- _Task prompt_:
Copy the material below word for word, starting at the line that contains "Each instance of the rock receives" and continuing through its final line.

--- Begin Extracted entries ---

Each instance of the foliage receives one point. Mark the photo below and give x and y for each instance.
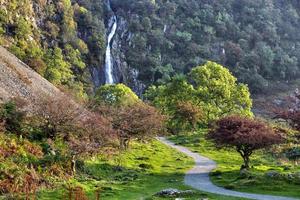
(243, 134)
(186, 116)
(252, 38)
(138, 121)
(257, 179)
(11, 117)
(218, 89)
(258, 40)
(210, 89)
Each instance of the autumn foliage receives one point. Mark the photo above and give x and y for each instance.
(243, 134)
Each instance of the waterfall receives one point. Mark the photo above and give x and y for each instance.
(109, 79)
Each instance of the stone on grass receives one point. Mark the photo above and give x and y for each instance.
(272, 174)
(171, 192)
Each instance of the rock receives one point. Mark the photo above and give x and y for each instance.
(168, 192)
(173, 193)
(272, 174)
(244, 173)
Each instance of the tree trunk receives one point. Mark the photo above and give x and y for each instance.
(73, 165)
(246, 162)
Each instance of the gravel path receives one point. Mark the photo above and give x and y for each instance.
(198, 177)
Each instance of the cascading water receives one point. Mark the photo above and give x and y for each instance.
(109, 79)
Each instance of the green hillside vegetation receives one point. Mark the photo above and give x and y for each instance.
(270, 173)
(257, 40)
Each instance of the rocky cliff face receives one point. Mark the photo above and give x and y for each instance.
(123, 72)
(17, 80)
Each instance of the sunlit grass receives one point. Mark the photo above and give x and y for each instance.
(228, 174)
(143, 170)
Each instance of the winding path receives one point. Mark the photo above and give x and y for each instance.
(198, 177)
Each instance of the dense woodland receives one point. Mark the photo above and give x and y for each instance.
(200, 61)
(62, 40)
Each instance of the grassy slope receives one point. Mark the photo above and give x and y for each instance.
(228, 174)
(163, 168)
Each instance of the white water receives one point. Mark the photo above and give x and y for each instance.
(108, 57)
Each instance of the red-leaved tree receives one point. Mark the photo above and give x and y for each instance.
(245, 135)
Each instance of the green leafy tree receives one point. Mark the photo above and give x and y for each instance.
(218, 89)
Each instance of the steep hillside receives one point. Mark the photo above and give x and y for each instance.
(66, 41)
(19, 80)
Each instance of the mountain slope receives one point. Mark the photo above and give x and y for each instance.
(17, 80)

--- End Extracted entries ---

- _Result of this exercise_:
Each instance of the rock receives one point. Mark the photo above and give x and y for each instance.
(168, 192)
(173, 193)
(272, 174)
(244, 173)
Each instance of the tree trunk receives one point. Mark the photo above and give x and y for each instance.
(73, 165)
(246, 162)
Each instance of the gravel path receives one point. Mark the photo above and give x and y for each instance.
(198, 177)
Each instance of the cascading water receives one point. Mark the photo above and give x and y for each instance.
(109, 79)
Each instance of the green hillside vegetation receives one point. Mark the photo above and give x and y for each instance.
(270, 173)
(257, 40)
Each instance of the rocky cliff face receives one point. Mark the photo above and give x and y for each instance.
(123, 72)
(17, 80)
Each instance of the sunlit grass receives one point. Mark the photo above and give x and y for each instance.
(228, 174)
(143, 170)
Each instance of the winding path receives one point. Mark the photo above and give x and y for each instance.
(198, 177)
Each instance of the dense woodland receives one point. Mark the photo above and give x and y for each instance.
(200, 61)
(62, 40)
Each instance of the grassy slope receives one point. Mark the photo above and give x and y for each instance.
(228, 174)
(163, 168)
Each instance of the white water receives one point. Mark the photo above and give x and y for each instance.
(108, 57)
Each instance of the red-leaved tree receives one point. Mark the photo above and give x and y for each instance.
(245, 135)
Each instance of the green leafy tree receives one point. Mark the photo above and give x and y for each instance.
(218, 89)
Each instance of the steep hillside receives one point. Mark the photo above and give x and y for each instance.
(66, 41)
(19, 80)
Each instance of the mountain slope receives one point. Mark the photo above and give x and y for each instance.
(17, 80)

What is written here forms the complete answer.